● **THE TASK**
Write the records out again exactly, leaving no images in.

═════ DATA EXCERPTS

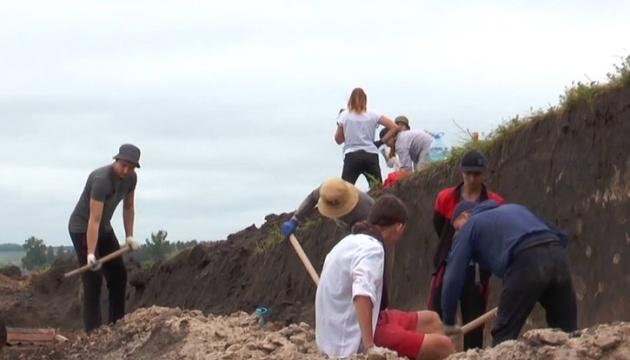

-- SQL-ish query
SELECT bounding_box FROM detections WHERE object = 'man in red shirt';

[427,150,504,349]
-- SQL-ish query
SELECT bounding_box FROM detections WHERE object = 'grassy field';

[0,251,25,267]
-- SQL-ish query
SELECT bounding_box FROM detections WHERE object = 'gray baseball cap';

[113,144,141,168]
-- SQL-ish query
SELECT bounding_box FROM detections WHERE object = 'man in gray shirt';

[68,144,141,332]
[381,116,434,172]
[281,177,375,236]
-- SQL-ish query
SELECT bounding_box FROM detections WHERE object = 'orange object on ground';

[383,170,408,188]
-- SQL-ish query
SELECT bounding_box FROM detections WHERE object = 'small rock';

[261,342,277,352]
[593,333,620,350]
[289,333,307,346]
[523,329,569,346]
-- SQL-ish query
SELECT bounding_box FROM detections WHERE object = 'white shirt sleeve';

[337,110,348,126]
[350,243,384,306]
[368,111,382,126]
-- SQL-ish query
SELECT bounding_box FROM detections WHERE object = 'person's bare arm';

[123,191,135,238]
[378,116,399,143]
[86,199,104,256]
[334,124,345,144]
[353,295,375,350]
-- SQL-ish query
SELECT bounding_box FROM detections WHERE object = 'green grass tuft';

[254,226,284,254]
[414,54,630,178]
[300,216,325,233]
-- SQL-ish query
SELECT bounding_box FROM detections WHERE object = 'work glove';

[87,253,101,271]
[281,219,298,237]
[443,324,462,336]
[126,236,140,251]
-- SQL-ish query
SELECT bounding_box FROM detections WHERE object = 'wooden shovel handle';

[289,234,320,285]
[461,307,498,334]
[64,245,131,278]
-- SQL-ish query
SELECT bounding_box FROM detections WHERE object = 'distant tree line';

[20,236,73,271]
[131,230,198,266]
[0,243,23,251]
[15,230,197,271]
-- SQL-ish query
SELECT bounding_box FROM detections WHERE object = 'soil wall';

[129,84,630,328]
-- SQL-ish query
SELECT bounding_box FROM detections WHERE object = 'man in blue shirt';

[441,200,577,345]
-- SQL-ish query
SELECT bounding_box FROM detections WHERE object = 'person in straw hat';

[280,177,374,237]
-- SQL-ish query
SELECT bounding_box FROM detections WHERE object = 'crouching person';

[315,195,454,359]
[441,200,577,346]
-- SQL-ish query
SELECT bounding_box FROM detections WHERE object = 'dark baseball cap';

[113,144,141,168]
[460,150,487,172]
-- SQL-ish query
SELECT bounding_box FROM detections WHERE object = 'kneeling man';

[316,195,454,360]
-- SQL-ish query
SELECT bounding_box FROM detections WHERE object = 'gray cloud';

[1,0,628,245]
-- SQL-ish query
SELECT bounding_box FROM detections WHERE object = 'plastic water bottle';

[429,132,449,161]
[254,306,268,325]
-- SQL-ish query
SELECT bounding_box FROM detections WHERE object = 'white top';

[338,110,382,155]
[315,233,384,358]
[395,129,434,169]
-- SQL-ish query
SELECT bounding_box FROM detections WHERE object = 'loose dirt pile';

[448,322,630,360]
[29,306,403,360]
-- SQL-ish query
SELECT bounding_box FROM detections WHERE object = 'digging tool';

══════════

● **RESPONSE BOX**
-- SQL-ish query
SELECT bounding_box FROM detections WHERE object = 'man in red shirt';

[427,150,504,349]
-- SQL-ish query
SELECT bounding_box FROM detections WHERE object = 'grassy field';

[0,251,25,267]
-- SQL-ish query
SELECT bounding_box FROM detections WHERE object = 'gray baseball cap';

[113,144,141,168]
-- SQL-ish query
SELECT bounding_box FROM detections WHERE object = 'man in gray shirt';

[68,144,141,332]
[381,116,434,172]
[281,177,375,236]
-- SQL-ish query
SELECT bounding_box FROM detections WHERE object = 'orange object on ground';

[383,170,408,188]
-- SQL-ish query
SELECT bounding_box FROM detections WHERE object = 'small rock';

[261,342,277,352]
[593,333,620,350]
[289,333,307,346]
[523,329,569,346]
-- SQL-ish query
SELECT bounding_box FROM detections WHERE object = 'white shirt sleeve';

[337,110,348,126]
[350,243,384,306]
[368,111,382,126]
-- SQL-ish query
SELECT bounding_box FROM detections WHERE object = 'person's bare arm';

[123,191,135,238]
[378,116,399,143]
[86,199,104,256]
[334,124,345,144]
[353,295,375,350]
-- SQL-ish query
SELECT bounding_box FROM detections WHERE object = 'green grass tuft';

[254,226,284,254]
[414,54,630,178]
[300,216,325,233]
-- SQL-ish query
SELECT bounding_box FROM detections WHERE object = 'work glove';

[87,253,101,271]
[281,219,298,237]
[443,324,462,336]
[126,236,140,251]
-- SQL-ish query
SELECT bounding_box FROM detections WHERE object = 'wooden shovel handle';

[289,234,320,285]
[461,307,498,334]
[64,245,131,278]
-- SQL-ish query
SELECT bounding_box FROM detections WHERE object = 'distant tree line';

[20,236,73,271]
[131,230,198,266]
[0,243,23,251]
[15,230,197,271]
-- SQL-ish query
SELECT bounding_box FROM detections WHERE object = 'soil wall';

[129,84,630,328]
-- SQL-ish query
SELECT bounding_box FROM detections WHERE object = 'man in blue shirt';

[441,200,577,345]
-- SQL-ish query
SELECT bounding_box FROM detections WHERE object = 'person in straw hat';

[280,177,374,237]
-- SQL-ish query
SELECT bounding_box FROM detections WHERE object = 'crouching person';

[315,195,454,359]
[441,200,577,346]
-- SQL-ish query
SELECT bounding_box FROM detections WHERE object = 'dark baseball cap';

[113,144,141,168]
[460,150,487,172]
-- SQL-ish query
SELECT bounding_box FROM detections WHERE object = 'kneeling man';

[316,195,454,360]
-- SQL-ish query
SELECT bounding_box FROM detections WHERE object = 'gray cloud';

[1,0,628,245]
-- SQL-ish query
SELECT bounding_box FROM detections WHERE object = 'plastic water bottle';

[429,132,449,161]
[254,306,268,325]
-- SQL-ish query
SELECT bounding_box FROM detections WHERE object = 'white top';

[338,110,382,155]
[315,233,384,358]
[395,129,434,169]
-- SQL-ish query
SELECT bounding_box FROM detections WHERE object = 'loose dirt pile';

[448,322,630,360]
[29,306,403,360]
-- SQL-ish query
SELECT bounding_box FROM detections WHERE object = 'digging tool';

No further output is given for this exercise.